**TASK A:** Decide whether each statement agrees with the Iraq news report, answering yes or no and quoting the words of the report that decide it. (i) The attack in Hilla was carried out by two suicide bombers. (ii) The aircraft that crashed in Diyala belonged to the US air force. (iii) The former police commandos in Hilla had gathered to collect back-pay.
**TASK B:** According to the Iraq news report, what was the name of the operation during which Iraqi and US troops searched Haifa Street?
**TASK C:** Continue the Iraq news report from its last paragraph.

**TEXT:**
━━━━━━━━━━━━━━━━
27 die in Iraq as US detains Sunni chief `in error’

BAGHDAD (AFP) — A double suicide attack killed at least 27 people in Iraq on Monday, while in an embarrassing turnaround US forces released a moderate Sunni political leader they admitted had been detained “by mistake.”

In the eastern province of Diyala, an Iraqi air force aircraft crashed with four US troops and one Iraqi onboard, and the US military said an American soldier had died Saturday in the northern city of Mosul.

Meanwhile, Al Qaeda’s leader in Iraq Abu Musab Zarqawi said he had been “lightly” wounded but was still leading the “Crusaders and enemies of religion”, in a voice message attributed to him posted Monday on the Internet.

In Baghdad, Iraqi and US troops with sniffer dogs scoured infamous Haifa Street as part of Operation Lightning, touted as the biggest domestic security operation since former strongman Saddam Hussein was toppled in 2003.

In the Shiite town of Hilla, south of Baghdad, two suicide bombers detonated their explosives belts in a crowd of about 500 former police commandos outside local government offices, police said.

“We have 27 people killed and 118 wounded,” an interior ministry source said.

The policemen had come to collect back-pay in the town, where a bomb in February killed 118 people, the largest single attack since the US-led invasion of March 2003.

Zarqawi’s group, Al Qaeda Organisation in the Land of Two Rivers, claimed responsibility for the latest attacks in Internet statements.
━━━━━━━━━━━━━━━━
**LISTED ENTRIES:**
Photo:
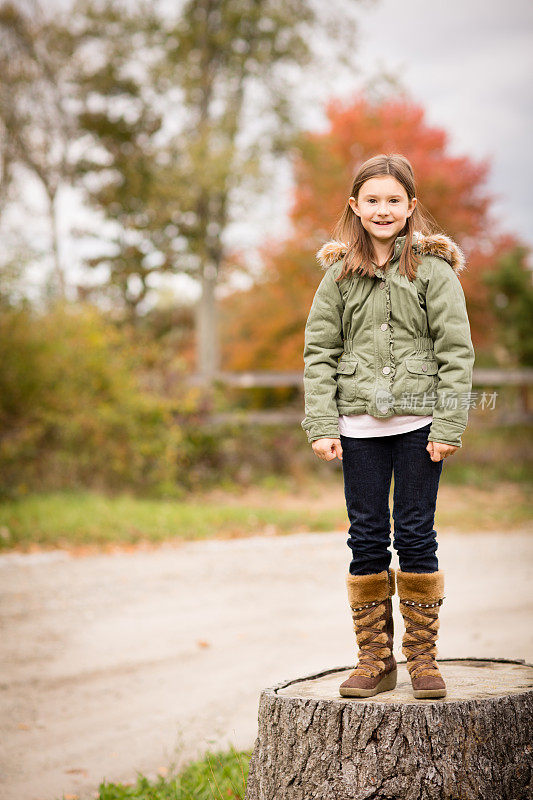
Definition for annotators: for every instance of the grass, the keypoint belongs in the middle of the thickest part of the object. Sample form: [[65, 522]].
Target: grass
[[82, 518], [85, 520], [217, 776], [484, 487]]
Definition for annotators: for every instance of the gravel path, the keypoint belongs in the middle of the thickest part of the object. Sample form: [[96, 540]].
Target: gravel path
[[134, 661]]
━━━━━━━━━━━━━━━━
**EXPECTED ANSWER A:**
(i) Yes: "two suicide bombers detonated their explosives belts in a crowd of about 500 former police commandos"
(ii) No: "an Iraqi air force aircraft crashed with four US troops and one Iraqi onboard"
(iii) Yes: "The policemen had come to collect back-pay in the town"

**EXPECTED ANSWER B:** Operation Lightning.

**EXPECTED ANSWER C:**
One of the bombers “immersed himself in a crowd of members of Iraqi special forces who were protesting in front of a police station demanding higher salaries… he blew himself up and Allah annihilated them,” it said.

In a separate statement, a voice said to be that of Zarqawi — Iraq’s most wanted fugitive — sought to put order among a discordant chorus of statements about his health.

“After the information according to which I was seriously wounded… I want to reassure you that all this is pure rumour and totally unfounded… but there are light wounds,” said the voice.

“I am currently with my brothers and my people in the land of Mesopotamia, where I am participating in combats against the Crusaders and the enemies of religion,” he said, in the message dated March 27.

Around 700 people have been killed in attacks this month, in a surge of violence that followed the May 8 inauguration of Iraq’s first democratically elected post-Saddam government.

In Baghdad, US forces acknowledged they had mistakenly detained Sunni leader Mohsen Abdel Hamid and his three sons in a dawn raid.

“This morning coalition forces detained and interviewed Mohsen Abdel Hamid. Following the interview it was determined that he was detained by mistake and should be released,” a US military statement said.

“Coalition forces regret any inconvenience and acknowledge Mr Hamid’s cooperation in resolving this matter.”

The Islamic Party leader told journalists following his release: “American soldiers burst in, tied my hands and led me to an unknown place before flying me by helicopter to another place where I was interrogated all day long…”I don’t yet know the reason for my arrest nor that of my sons.”

The Islamic Party issued a statement demanding that others taken into custody, including two of Hamid’s sons, be released, an explanation for the raid and a formal apology.

The party also called for the return of money and documents it said were seized in the raid.

The US military refused to say what had led to the blunder that is likely to anger Iraq’s once-powerful Sunni minority, already marginalised since they largely boycotted January’s elections.

Also in Baghdad, around 300 Iraqi soldiers backed by some 60 elite US special forces carried out a three-hour sweep on Haifa Street in a search for arms and explosives.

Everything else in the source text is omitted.